▶ **WHAT YOU NEED TO DO**
A. Answer the following questions using the self-care tips text.
(i) How does the text define injury?
(ii) Which three activities does the text recommend as homework between sessions?
(iii) According to the stretching guidelines, when should one exhale?
B. Reproduce, word for word, the portion of the self-care tips text from "Injury is defined" to "is being sustained.".

▶ **EXERCISE PASSAGE**

++++++

Self Care Tips

MCT is a partnership between you and the therapist. Your healing continues with a self-care regime.

Injury is defined as: harm or damage that is done or sustained.

We are not accustomed to thinking of a sore, tight muscle as an injury. However, when a muscle is sore and tight, it means that the tissue is in a state of chronic contraction and has limited range of motion. This is not the normal state of a healthy, well-functioning muscle; it is a sign that harm or damage has been done and is being sustained.

 

MCT puts you on the path to healing that injured muscle. How short that path is, depends a great deal on how you take care of the injured muscle between your MCT sessions. So, to help your healing process, we recommend a regime of the following activities to do as “homework” between sessions:
 

• Stretch • Ice • Rest

 
The specifics of your homework regime will be tailored to your individual condition, as evaluated after each session, and reviewed with you in detail. The General Instructions provided here are reminders of how you should perform each activity:

General Stretching Instructions

After an MCT session, you will notice that a muscle that has been over-contracted for weeks, months, or even years is now relaxed, less painful, and has a greater range of motion. To help that muscle remain in that relaxed healthy state, you will be shown how to stretch it. Regardless of which muscle you have been assigned to stretch, please remember these guidelines:

  1. Breathing is a big part of stretching successfully. DO NOT hold your breath when stretching – inhale before you start a stretch, exhale as you stretch, inhale as you return to your starting position.

++++++

▶ **RECORD EXTRACTS**
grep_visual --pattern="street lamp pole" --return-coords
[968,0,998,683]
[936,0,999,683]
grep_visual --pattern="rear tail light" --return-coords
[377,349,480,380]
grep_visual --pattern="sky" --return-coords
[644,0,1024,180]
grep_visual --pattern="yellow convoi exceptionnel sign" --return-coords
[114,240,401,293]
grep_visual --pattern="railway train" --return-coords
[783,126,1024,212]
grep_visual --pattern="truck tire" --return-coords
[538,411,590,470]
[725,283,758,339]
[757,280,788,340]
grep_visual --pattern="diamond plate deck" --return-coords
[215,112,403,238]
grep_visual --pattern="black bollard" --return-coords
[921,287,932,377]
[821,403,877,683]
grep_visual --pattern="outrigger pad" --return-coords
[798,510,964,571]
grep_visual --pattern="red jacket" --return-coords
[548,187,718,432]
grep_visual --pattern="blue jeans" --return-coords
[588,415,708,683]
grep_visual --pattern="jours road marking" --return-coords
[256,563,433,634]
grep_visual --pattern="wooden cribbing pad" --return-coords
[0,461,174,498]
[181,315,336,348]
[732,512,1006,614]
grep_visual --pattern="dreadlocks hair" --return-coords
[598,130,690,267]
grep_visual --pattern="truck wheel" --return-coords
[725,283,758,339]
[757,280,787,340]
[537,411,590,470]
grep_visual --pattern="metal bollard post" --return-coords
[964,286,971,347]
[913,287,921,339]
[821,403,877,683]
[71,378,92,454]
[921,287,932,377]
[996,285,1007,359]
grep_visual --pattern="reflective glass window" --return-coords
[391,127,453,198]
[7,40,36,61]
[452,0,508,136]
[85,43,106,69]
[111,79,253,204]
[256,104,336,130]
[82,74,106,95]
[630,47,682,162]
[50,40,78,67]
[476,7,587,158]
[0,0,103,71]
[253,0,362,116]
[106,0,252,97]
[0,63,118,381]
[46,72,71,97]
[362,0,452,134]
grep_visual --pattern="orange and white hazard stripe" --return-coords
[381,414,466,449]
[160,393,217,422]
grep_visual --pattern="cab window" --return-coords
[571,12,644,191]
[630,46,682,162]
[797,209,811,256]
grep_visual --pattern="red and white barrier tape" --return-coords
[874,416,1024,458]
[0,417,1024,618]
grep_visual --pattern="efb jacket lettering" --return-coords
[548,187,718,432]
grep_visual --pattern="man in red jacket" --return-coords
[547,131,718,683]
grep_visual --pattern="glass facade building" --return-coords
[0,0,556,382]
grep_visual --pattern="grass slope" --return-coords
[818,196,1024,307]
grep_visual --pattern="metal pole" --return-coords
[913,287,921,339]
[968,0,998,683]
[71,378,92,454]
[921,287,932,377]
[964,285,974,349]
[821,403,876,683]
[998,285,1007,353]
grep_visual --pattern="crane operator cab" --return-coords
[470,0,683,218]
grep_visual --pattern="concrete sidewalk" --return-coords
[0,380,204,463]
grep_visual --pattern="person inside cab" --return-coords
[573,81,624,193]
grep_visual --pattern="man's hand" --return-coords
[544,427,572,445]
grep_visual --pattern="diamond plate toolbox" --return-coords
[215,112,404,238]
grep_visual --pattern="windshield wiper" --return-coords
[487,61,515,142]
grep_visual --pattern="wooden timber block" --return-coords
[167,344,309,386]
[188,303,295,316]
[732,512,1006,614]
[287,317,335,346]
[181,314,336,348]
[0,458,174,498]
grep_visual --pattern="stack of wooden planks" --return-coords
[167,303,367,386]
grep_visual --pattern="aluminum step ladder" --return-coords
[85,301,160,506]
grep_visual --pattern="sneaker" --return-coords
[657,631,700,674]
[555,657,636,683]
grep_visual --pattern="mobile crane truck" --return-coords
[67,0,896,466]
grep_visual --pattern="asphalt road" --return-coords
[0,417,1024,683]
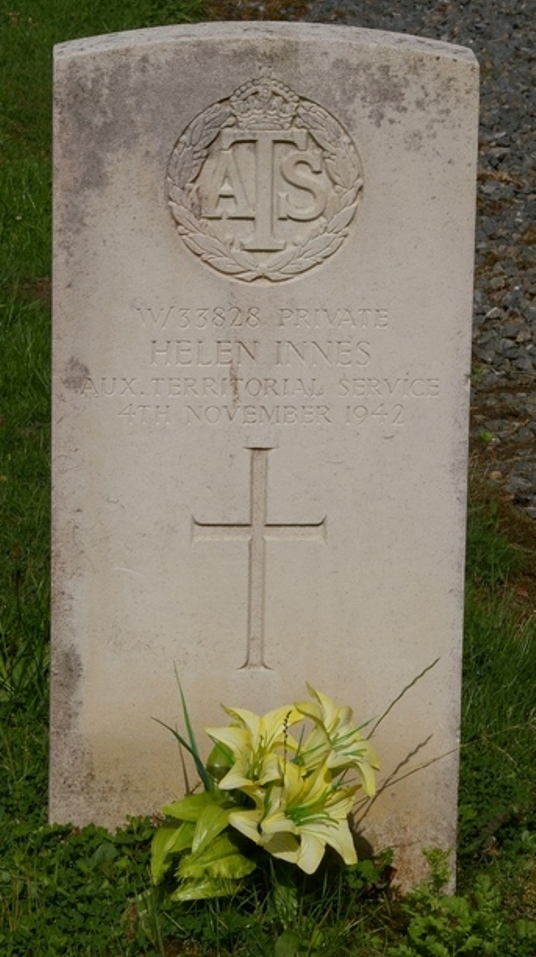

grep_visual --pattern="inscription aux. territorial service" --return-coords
[76,300,439,438]
[166,71,363,283]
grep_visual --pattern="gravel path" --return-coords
[278,0,536,519]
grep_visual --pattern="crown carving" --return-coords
[231,74,299,130]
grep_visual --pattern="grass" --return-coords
[0,0,536,957]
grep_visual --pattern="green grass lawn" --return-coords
[0,0,536,957]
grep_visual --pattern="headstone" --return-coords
[50,23,477,881]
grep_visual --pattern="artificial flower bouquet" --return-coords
[151,685,379,901]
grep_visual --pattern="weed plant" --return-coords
[0,0,536,957]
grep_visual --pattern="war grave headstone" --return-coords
[50,23,477,880]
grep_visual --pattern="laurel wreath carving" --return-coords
[166,93,363,282]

++++++

▶ **LIST OF SOLUTIONS**
A.
(i) Harm or damage that is done or sustained.
(ii) Stretch, ice, and rest.
(iii) As you stretch.

B.
Injury is defined as: harm or damage that is done or sustained.

We are not accustomed to thinking of a sore, tight muscle as an injury. However, when a muscle is sore and tight, it means that the tissue is in a state of chronic contraction and has limited range of motion. This is not the normal state of a healthy, well-functioning muscle; it is a sign that harm or damage has been done and is being sustained.